> **PASSAGE TO READ**:

Segment Open

Applications are due Oct. 1 and can be found at the website JCMGF.org or by contacting Shirley Williams at 360-301-4087 or email@example.com.
PORT ANGELES – A new e-book service has been launched by the North Olympic Library System.
NOLS has signed an agreement with the 3M Cloud Library that initially will add 400 new e-book titles for all ages to the NOLS collection.
Among the titles for adults will be The Cuckoo's Calling, by Robert Galbraith (aka J.K. Rowling); Bad Monkey, by Carl Hiaasen; and The Boys in the Boat, by Daniel James Brown.
With a valid NOLS library card and the 3M Cloud Library app (downloadable from the NOLS website at www.nols.org), books can be downloaded to computers, e-readers, tablets or smartphones.
Unlike the library's existing e-book service, the Washington Anytime Library, 3M Cloud Library titles are not shared with other libraries in a consortium; thus, titles are more readily available to local readers.
All three of NOLS's e-book services — 3M Cloud Library, Washington Anytime Library and One Click audiobooks — are accessible from the library's website at www.nols.org under “E-BOOKS.”
A valid NOLS library card is needed before downloading books. Visit a local branch to obtain a free card. Photo identification and proof of address are required.
For more information about the 3M Cloud Library, email Lorrie Kovell at firstname.lastname@example.org or phone 360-417-8500, ext. 7750.

Segment Closed

> **INPUT DATA**:
Segment Open

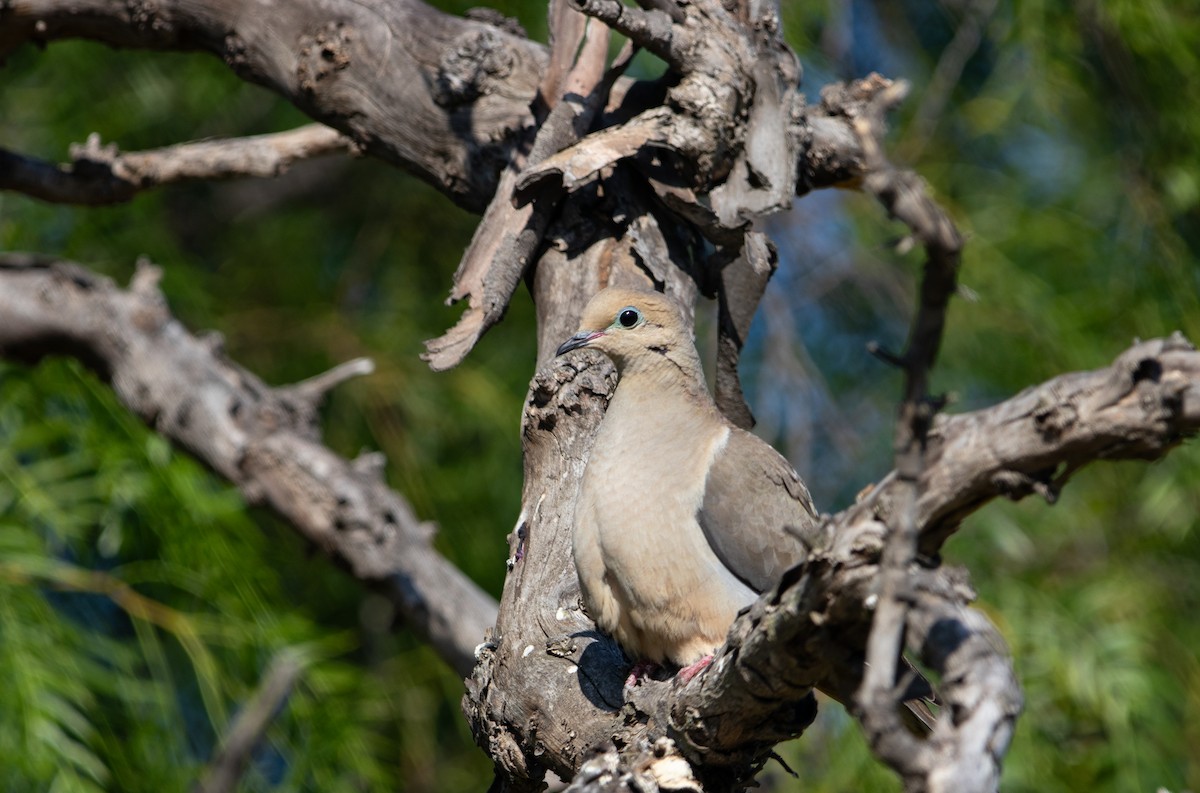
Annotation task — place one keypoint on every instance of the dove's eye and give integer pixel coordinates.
(629, 317)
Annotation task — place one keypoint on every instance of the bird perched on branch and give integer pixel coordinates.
(682, 518)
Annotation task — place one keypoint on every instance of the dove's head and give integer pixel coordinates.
(635, 329)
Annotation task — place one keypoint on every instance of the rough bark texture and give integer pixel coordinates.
(613, 184)
(439, 95)
(263, 439)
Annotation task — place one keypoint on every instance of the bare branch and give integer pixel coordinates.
(442, 96)
(246, 733)
(264, 440)
(905, 197)
(507, 240)
(100, 174)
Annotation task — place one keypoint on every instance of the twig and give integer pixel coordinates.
(264, 440)
(904, 196)
(101, 174)
(250, 727)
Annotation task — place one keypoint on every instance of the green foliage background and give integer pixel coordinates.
(141, 601)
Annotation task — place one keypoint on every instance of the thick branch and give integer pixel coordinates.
(264, 440)
(436, 94)
(246, 733)
(100, 174)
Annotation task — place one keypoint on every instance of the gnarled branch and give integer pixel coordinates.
(263, 439)
(101, 174)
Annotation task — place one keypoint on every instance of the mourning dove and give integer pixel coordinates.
(682, 517)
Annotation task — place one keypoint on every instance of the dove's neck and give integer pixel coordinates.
(667, 383)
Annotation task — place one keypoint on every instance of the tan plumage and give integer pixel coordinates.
(682, 517)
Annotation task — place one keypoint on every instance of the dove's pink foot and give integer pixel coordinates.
(641, 670)
(689, 672)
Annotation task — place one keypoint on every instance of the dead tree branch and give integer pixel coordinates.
(263, 439)
(810, 631)
(439, 95)
(246, 733)
(101, 174)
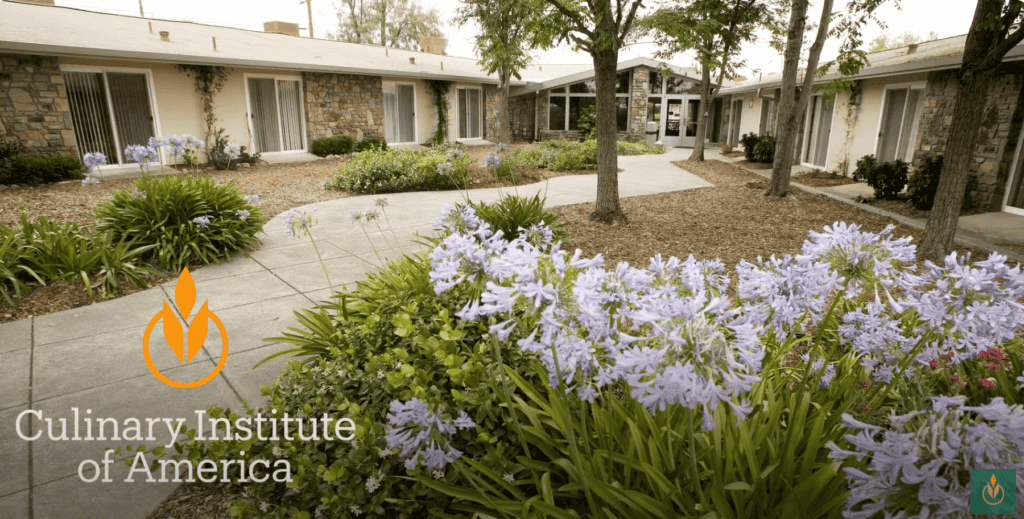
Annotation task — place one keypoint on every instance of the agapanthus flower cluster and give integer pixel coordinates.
(667, 331)
(94, 160)
(141, 155)
(298, 221)
(422, 436)
(969, 308)
(925, 456)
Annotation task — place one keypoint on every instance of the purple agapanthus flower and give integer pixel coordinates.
(422, 436)
(94, 160)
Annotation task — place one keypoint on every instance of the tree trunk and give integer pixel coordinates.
(793, 106)
(986, 45)
(697, 154)
(504, 118)
(608, 210)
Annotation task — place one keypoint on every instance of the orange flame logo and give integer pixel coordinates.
(184, 347)
(993, 489)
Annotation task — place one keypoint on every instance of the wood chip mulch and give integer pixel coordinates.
(730, 221)
(820, 178)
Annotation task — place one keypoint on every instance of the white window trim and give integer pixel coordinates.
(566, 94)
(302, 118)
(416, 121)
(807, 141)
(458, 115)
(154, 106)
(1010, 180)
(915, 85)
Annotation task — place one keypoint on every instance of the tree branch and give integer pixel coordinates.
(574, 17)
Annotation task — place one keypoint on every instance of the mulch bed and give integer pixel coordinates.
(820, 178)
(730, 221)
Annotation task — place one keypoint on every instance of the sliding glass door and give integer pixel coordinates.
(470, 114)
(900, 117)
(110, 111)
(818, 129)
(275, 114)
(399, 113)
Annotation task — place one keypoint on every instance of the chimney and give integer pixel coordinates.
(281, 28)
(433, 45)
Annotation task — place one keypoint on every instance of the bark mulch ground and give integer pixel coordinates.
(820, 178)
(730, 221)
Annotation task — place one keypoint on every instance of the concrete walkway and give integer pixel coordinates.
(90, 358)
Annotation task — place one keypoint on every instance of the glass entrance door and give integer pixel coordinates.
(692, 114)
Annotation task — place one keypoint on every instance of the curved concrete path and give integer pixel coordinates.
(90, 358)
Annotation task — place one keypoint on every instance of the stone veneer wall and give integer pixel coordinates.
(343, 103)
(522, 113)
(990, 165)
(637, 125)
(34, 104)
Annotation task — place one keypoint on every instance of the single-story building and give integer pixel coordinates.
(75, 82)
(900, 109)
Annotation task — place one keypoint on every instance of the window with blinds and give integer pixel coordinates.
(399, 113)
(110, 112)
(275, 114)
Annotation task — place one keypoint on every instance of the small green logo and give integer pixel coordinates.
(993, 490)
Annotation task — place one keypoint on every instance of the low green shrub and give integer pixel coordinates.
(750, 141)
(888, 179)
(335, 144)
(187, 219)
(371, 143)
(764, 150)
(402, 170)
(45, 251)
(627, 147)
(393, 337)
(512, 213)
(35, 170)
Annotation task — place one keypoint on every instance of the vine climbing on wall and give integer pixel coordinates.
(439, 91)
(209, 82)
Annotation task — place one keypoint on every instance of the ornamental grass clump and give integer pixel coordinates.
(188, 219)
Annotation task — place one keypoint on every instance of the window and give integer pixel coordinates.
(275, 113)
(564, 107)
(399, 113)
(110, 111)
(470, 114)
(900, 117)
(819, 113)
(766, 109)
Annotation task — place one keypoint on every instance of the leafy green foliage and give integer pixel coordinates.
(392, 338)
(588, 123)
(512, 213)
(400, 170)
(162, 213)
(888, 179)
(371, 143)
(44, 251)
(35, 170)
(335, 144)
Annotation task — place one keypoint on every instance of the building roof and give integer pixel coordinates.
(70, 32)
(926, 56)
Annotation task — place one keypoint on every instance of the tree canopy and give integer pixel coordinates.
(397, 24)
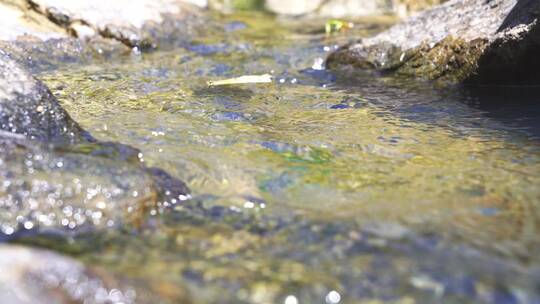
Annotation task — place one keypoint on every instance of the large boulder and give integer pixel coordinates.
(54, 176)
(493, 41)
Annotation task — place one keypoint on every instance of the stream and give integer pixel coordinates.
(320, 187)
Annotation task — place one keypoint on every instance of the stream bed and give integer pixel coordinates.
(320, 187)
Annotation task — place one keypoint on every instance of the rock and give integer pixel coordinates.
(347, 8)
(121, 20)
(17, 21)
(135, 24)
(493, 41)
(38, 276)
(295, 7)
(27, 107)
(54, 176)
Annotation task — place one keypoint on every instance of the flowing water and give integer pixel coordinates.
(319, 187)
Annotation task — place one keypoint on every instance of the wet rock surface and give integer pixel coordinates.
(28, 108)
(56, 176)
(39, 276)
(476, 41)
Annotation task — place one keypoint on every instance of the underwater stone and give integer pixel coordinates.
(476, 41)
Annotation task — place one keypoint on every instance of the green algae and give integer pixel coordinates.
(287, 176)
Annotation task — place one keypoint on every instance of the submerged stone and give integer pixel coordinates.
(56, 176)
(476, 41)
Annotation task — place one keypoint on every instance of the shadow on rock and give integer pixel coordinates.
(54, 176)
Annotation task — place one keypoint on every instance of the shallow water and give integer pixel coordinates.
(319, 186)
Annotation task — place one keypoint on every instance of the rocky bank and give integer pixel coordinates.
(473, 41)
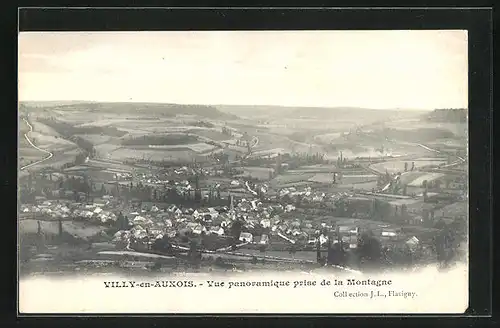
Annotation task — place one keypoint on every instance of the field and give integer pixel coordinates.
(95, 139)
(122, 154)
(78, 229)
(287, 179)
(346, 179)
(427, 176)
(261, 173)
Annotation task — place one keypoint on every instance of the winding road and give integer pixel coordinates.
(49, 154)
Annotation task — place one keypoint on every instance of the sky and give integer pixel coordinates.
(369, 69)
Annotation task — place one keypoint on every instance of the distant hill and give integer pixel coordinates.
(336, 113)
(447, 115)
(158, 109)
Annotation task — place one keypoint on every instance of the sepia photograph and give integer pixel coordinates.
(243, 171)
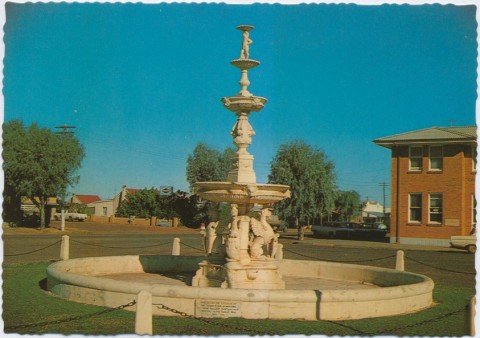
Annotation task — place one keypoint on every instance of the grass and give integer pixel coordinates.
(26, 302)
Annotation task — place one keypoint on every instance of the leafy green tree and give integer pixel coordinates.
(204, 165)
(207, 164)
(38, 163)
(348, 205)
(144, 203)
(190, 209)
(311, 178)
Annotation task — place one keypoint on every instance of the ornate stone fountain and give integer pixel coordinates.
(240, 277)
(250, 243)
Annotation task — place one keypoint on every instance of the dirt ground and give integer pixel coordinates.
(97, 228)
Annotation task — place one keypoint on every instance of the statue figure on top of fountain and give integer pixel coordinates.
(245, 52)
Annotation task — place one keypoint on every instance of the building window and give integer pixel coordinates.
(416, 157)
(435, 209)
(474, 158)
(474, 215)
(436, 158)
(415, 203)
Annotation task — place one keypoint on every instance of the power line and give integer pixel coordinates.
(65, 129)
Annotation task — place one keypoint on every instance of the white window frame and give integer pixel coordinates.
(410, 220)
(474, 158)
(474, 211)
(410, 157)
(440, 212)
(430, 157)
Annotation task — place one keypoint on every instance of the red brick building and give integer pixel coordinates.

Segment Closed

> **LIST OF TASKS**:
• 1. According to the library e-book announcement, to what kinds of devices can books be downloaded? List every one it names.
• 2. Repeat the stretch of the library e-book announcement that starts with "With a valid" and goes on through "to local readers.".

> **ANSWERS FOR THIS EXERCISE**:
• 1. Computers, e-readers, tablets, smartphones

• 2.
With a valid NOLS library card and the 3M Cloud Library app (downloadable from the NOLS website at www.nols.org), books can be downloaded to computers, e-readers, tablets or smartphones.
Unlike the library's existing e-book service, the Washington Anytime Library, 3M Cloud Library titles are not shared with other libraries in a consortium; thus, titles are more readily available to local readers.